**** SOURCE TEXT ****

Summary
finding that "inmates and staff at FMC Fort Worth have contracted and currently have COVID-19 in numbers higher than many other federal detention facilities"
Summary of this case from United States v. GentileOpinion
Case No. 18-10128-01-JWB
09-03-2020
MEMORANDUM AND ORDER
This matter is before the court on Defendant's motion for release from custody. (Doc. 112.) The motion is fully briefed and is ripe for decision. (Docs. 114, 115, 117, 118, 119.) For the reasons stated herein, the motion for release is DENIED.

**** EXCERPTED RECORDS ****

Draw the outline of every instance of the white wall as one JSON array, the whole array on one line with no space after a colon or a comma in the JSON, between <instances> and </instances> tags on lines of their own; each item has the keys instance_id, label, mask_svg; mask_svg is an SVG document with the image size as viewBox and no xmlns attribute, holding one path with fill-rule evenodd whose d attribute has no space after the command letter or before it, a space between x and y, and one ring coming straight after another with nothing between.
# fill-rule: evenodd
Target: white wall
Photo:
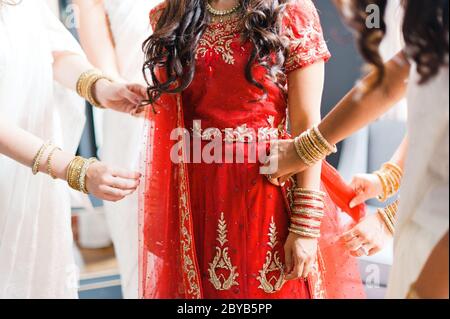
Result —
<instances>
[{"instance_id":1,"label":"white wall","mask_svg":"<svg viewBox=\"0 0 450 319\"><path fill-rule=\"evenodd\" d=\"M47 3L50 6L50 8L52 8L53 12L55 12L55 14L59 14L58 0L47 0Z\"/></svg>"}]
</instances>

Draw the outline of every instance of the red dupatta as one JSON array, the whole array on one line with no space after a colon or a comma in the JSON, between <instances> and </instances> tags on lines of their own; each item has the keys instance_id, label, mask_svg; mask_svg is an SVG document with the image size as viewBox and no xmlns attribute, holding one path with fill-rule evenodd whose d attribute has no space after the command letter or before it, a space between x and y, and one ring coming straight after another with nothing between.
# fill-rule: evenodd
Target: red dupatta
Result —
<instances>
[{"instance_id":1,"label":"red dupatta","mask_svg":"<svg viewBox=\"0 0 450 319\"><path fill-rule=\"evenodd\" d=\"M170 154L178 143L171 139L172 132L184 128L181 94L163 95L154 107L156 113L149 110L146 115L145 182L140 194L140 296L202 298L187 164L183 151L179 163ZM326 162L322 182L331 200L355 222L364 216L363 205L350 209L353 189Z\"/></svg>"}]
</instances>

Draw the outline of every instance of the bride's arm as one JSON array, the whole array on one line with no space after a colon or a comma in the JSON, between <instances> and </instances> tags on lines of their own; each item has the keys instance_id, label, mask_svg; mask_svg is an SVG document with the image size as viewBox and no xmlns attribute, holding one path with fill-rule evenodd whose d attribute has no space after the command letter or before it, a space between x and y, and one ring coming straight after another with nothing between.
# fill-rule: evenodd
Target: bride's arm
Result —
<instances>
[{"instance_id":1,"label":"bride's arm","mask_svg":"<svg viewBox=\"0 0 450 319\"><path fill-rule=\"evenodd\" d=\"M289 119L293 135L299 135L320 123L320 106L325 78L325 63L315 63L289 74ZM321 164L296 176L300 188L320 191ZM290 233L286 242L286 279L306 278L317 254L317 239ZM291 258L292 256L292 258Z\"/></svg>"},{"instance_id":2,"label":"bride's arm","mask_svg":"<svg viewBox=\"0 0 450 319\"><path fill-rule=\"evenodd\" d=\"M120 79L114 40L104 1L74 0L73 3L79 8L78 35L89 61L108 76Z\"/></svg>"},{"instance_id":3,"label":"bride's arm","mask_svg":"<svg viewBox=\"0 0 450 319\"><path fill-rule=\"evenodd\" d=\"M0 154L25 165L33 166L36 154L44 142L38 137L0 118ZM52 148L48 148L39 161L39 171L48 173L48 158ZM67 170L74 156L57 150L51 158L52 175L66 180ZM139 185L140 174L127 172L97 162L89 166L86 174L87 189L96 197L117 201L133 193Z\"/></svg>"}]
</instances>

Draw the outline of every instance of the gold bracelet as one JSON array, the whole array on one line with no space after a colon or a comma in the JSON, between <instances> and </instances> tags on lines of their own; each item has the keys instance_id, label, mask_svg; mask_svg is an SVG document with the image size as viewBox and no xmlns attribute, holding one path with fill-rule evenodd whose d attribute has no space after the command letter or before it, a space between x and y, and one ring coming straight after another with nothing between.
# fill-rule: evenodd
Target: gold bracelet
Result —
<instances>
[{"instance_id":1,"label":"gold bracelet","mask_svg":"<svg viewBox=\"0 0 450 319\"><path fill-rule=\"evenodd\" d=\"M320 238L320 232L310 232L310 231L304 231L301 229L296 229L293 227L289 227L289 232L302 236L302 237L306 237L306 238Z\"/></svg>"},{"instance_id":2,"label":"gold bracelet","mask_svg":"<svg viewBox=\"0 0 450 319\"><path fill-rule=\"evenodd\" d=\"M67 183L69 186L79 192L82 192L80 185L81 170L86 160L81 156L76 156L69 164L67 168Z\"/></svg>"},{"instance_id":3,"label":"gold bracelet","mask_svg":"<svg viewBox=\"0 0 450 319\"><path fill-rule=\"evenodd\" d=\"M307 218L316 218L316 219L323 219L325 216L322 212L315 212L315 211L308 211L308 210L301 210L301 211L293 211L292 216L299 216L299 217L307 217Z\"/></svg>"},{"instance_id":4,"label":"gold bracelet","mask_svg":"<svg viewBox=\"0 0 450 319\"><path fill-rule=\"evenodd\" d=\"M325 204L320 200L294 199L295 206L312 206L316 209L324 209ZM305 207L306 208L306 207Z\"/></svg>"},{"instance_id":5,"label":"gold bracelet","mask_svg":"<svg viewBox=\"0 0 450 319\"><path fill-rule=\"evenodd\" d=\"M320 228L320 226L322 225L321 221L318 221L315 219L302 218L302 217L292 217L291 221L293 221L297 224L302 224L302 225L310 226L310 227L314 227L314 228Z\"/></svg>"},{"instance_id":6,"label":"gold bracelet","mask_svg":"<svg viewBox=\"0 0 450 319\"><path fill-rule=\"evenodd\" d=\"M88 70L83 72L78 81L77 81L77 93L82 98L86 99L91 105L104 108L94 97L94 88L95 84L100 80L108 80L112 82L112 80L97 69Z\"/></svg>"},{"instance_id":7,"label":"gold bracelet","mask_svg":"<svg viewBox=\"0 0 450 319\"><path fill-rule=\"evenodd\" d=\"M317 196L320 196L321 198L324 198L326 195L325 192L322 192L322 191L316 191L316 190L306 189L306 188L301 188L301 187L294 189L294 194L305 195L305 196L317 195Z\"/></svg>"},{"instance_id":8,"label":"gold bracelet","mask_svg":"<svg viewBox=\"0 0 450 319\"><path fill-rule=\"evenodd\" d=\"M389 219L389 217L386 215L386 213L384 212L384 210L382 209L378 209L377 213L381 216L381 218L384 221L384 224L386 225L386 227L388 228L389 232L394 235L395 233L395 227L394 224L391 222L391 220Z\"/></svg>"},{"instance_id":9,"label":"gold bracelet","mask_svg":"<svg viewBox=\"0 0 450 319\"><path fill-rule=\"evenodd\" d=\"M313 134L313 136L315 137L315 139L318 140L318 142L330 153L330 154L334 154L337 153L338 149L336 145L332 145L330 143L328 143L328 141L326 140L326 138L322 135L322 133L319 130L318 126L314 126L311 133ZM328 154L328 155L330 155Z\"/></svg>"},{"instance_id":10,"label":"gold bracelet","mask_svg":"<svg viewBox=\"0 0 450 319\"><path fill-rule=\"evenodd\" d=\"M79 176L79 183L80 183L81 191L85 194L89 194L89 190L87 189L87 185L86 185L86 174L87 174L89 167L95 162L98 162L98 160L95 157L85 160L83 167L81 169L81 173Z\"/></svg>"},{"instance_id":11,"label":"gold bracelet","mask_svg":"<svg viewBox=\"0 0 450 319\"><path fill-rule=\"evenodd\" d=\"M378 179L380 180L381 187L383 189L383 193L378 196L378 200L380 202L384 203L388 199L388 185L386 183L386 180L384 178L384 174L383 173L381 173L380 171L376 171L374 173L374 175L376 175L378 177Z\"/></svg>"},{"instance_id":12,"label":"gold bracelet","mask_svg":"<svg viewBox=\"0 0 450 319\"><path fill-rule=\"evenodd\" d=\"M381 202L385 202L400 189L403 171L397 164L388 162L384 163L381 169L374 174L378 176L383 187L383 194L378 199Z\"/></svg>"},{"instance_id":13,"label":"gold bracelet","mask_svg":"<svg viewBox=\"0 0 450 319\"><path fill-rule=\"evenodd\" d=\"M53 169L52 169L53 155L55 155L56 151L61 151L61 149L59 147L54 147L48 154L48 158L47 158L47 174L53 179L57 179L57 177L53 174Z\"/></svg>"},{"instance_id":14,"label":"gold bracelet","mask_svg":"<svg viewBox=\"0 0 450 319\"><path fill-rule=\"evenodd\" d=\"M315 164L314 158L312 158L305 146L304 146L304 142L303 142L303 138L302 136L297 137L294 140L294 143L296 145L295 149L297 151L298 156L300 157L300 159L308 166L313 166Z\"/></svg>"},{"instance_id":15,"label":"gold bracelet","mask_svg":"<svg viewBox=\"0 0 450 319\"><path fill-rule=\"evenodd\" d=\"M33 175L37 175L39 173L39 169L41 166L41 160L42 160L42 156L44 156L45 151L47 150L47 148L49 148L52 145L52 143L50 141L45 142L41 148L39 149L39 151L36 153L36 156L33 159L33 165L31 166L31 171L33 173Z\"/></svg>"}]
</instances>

****

» WHAT YOU NEED TO DO
Shorten the paragraph of the court order that begins "This matter is before the court" to one or two sentences, keeping its main facts.

» RESULT
Defendant's motion for release from custody (Doc. 112) is before the court, fully briefed (Docs. 114, 115, 117, 118, 119) and ripe for decision. For the reasons stated, the court denies it.